_Data for this exercise_:
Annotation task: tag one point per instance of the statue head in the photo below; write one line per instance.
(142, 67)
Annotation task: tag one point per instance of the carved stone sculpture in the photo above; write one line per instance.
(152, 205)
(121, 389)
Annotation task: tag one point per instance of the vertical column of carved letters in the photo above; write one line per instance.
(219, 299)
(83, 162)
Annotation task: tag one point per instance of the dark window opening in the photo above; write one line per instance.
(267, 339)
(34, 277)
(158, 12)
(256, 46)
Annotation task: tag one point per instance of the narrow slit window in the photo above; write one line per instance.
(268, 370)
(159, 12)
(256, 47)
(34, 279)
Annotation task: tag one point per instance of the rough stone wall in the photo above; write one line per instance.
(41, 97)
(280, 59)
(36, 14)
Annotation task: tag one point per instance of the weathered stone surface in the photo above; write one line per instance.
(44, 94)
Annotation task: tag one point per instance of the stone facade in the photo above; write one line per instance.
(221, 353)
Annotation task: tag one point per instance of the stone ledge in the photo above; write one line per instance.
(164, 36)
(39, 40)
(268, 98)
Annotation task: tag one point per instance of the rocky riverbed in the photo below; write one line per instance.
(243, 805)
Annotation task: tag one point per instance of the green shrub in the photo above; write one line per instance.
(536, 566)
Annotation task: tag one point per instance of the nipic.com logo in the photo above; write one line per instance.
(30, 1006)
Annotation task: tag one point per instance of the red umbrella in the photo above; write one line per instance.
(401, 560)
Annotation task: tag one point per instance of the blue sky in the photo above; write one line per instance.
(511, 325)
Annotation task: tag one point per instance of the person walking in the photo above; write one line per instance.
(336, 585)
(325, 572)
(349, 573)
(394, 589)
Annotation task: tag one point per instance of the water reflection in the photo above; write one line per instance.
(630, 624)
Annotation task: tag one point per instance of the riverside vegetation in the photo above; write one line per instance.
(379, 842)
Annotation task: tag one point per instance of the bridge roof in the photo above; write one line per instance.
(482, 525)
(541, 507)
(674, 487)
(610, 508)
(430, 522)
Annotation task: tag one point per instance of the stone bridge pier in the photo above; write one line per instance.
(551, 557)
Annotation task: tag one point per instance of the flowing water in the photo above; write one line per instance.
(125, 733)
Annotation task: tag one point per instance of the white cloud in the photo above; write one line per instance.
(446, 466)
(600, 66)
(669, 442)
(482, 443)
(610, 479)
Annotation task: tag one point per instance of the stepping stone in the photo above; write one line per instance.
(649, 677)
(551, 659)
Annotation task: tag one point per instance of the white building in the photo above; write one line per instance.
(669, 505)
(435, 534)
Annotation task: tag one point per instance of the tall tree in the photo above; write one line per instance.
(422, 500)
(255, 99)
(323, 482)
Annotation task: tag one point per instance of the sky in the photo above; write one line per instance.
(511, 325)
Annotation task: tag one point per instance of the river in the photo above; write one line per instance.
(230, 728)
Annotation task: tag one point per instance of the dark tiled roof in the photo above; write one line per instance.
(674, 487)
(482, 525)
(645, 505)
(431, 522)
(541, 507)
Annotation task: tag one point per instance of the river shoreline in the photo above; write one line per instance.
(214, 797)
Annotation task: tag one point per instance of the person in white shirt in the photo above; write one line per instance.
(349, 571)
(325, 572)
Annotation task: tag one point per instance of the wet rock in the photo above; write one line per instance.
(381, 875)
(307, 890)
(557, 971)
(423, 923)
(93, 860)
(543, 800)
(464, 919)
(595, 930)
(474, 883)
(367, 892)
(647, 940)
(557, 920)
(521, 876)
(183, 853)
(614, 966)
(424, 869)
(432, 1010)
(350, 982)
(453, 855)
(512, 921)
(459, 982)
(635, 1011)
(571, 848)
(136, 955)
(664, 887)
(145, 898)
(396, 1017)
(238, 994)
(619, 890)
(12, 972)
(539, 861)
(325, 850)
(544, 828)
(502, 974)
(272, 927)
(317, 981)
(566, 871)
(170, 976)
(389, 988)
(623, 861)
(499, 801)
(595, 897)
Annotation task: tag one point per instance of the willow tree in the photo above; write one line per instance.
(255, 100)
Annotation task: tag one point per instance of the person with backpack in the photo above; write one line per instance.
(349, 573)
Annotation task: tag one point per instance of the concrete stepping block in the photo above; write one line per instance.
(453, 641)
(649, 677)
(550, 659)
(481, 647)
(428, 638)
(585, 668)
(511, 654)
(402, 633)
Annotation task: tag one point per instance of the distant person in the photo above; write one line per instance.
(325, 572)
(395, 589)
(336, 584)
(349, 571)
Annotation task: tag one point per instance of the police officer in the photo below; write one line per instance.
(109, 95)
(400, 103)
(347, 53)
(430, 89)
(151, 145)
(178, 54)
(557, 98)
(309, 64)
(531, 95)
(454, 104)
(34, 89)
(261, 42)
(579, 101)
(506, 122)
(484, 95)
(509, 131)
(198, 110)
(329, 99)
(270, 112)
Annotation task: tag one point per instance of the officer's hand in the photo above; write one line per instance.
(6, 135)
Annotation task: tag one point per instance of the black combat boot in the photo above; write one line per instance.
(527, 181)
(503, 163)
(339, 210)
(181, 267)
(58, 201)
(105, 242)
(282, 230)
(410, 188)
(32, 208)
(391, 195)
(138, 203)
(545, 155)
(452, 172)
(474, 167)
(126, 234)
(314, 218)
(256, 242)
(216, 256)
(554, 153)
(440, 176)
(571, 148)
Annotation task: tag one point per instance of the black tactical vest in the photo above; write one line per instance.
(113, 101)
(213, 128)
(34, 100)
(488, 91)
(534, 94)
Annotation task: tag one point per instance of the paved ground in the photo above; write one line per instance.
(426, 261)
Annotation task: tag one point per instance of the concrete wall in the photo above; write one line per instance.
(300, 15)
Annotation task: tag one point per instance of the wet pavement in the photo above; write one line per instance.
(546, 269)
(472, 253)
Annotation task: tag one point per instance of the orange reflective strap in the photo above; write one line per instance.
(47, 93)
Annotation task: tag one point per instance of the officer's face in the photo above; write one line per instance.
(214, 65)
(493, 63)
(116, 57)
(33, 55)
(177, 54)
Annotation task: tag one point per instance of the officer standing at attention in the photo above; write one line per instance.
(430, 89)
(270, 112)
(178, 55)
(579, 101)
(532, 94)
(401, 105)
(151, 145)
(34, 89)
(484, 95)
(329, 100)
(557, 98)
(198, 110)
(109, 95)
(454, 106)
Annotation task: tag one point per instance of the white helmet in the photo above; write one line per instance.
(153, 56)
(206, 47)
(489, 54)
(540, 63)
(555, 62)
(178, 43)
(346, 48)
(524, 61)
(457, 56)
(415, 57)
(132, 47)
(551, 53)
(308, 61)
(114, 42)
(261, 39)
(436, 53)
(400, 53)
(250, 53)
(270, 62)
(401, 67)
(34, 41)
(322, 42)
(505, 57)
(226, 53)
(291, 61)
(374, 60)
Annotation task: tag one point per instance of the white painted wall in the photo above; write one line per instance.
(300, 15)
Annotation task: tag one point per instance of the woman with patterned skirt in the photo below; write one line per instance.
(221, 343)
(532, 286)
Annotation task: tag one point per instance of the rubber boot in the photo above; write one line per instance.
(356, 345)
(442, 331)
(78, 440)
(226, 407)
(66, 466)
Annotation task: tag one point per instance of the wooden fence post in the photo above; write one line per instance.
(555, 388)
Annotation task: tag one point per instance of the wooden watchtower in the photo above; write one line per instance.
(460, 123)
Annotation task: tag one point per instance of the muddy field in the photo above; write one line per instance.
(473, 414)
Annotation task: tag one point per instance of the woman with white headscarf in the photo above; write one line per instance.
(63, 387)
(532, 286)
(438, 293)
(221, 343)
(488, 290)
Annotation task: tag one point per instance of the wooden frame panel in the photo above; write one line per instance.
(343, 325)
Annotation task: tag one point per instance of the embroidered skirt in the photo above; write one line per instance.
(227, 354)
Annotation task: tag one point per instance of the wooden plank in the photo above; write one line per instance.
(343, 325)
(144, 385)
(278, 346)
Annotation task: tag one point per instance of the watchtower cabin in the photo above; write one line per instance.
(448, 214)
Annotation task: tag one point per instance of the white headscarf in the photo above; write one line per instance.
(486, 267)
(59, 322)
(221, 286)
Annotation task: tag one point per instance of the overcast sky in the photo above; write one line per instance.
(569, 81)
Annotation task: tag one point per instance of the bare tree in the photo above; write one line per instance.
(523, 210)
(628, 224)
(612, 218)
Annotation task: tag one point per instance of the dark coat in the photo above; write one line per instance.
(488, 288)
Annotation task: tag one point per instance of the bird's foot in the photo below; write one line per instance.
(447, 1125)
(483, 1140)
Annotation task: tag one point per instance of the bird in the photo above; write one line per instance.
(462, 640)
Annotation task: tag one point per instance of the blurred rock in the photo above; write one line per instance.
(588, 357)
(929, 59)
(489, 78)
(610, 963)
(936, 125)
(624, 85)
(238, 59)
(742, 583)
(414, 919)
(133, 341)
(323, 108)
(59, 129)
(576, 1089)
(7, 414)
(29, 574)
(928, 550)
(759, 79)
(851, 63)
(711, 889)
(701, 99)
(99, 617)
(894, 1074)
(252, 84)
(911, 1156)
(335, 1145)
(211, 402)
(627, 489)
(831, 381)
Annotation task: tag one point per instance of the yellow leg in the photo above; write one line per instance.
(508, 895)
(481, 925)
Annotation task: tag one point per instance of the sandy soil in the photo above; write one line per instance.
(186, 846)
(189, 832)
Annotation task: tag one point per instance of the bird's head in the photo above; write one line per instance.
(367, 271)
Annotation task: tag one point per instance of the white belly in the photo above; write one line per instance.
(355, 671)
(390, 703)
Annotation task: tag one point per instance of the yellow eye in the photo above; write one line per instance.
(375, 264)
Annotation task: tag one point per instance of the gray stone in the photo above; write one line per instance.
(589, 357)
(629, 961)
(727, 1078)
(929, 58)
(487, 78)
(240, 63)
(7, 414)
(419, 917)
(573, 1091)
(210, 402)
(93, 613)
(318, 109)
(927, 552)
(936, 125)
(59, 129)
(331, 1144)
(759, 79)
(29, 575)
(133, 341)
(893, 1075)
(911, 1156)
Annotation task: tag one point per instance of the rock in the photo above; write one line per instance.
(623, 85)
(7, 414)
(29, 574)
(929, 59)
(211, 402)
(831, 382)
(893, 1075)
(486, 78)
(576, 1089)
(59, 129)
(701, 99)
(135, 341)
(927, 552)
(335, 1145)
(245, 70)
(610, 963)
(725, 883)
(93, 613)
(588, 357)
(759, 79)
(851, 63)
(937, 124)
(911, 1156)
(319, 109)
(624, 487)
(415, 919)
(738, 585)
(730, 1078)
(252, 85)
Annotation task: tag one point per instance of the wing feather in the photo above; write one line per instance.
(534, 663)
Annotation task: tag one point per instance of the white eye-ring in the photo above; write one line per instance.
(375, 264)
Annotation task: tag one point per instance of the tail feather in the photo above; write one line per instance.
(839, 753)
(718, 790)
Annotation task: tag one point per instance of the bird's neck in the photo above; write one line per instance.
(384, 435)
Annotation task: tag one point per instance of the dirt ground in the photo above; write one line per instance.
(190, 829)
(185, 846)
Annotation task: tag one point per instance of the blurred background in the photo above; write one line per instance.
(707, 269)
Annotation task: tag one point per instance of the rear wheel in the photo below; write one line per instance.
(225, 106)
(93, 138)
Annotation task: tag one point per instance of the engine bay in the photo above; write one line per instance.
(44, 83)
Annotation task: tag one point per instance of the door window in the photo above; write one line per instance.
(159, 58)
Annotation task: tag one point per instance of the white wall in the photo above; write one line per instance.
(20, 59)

_What is required_: Please return every line from the one that contains "Annotation task: tag one point per instance of the white wall" through the end of the entries, exactly, leaving out all others.

_Your solution_:
Annotation task: tag one point per instance of the white wall in the photo above; write one line per instance.
(20, 59)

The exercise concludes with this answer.